L’imitation constante donne une sensation de fausseté, on voit bien que c’est du fake, et surtout d’uniformité. Nous nous situons à l’opposé : nous, ce que l’on cherche, c’est le supplément d’âme, la pièce unique, l’authentique. Et si l’on parle d’un mode de vie moderne, pour moi la modernité ce n’est pas le neuf à tout prix, bien au contraire ! La modernité c’est vivre plus responsable, et c’est aussi ce que nous pratiquons, avec sincérité, et sans compromis, malgré les coûts. On redonne vie à ce qui deviendrait des déchets, et on participe au nettoyage de la planète en recyclant les vieux matériaux vers quelque chose de beau, et ça c’est moderne !

 

L’avenir d’Antika, vos projets, vos envies ?

-- Défi A --
D'après la page, qu'est-ce que la modernité ?
-- Défi B --
Pouvez-vous résumer plus brièvement le paragraphe de la page qui commence par « L’imitation constante donne une sensation de fausseté », en conservant ses idées principales ?
Les items n'interviennent pas dans cet exercice.

-- Informations affichées --
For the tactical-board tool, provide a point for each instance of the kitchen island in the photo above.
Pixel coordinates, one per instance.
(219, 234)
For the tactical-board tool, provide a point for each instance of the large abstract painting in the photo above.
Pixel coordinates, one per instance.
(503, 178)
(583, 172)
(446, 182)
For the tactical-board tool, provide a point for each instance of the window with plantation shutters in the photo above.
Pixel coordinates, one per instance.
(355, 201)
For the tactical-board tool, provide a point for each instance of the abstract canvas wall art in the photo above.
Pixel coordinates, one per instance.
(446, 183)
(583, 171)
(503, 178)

...

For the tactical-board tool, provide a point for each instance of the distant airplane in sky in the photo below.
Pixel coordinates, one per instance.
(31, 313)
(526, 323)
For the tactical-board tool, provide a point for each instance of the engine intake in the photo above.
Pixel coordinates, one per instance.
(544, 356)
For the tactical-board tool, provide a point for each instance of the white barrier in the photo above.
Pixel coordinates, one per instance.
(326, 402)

-- Résultat de l'exercice A --
La modernité, c'est vivre plus responsable.

-- Résultat de l'exercice B --
L’imitation donne une impression de fausseté et d’uniformité. Nous cherchons au contraire le supplément d’âme, la pièce unique, l’authentique. La modernité n’est pas le neuf à tout prix mais une vie plus responsable, que nous pratiquons avec sincérité et sans compromis, malgré les coûts. En recyclant de vieux matériaux en quelque chose de beau, nous redonnons vie à ce qui deviendrait des déchets et participons au nettoyage de la planète.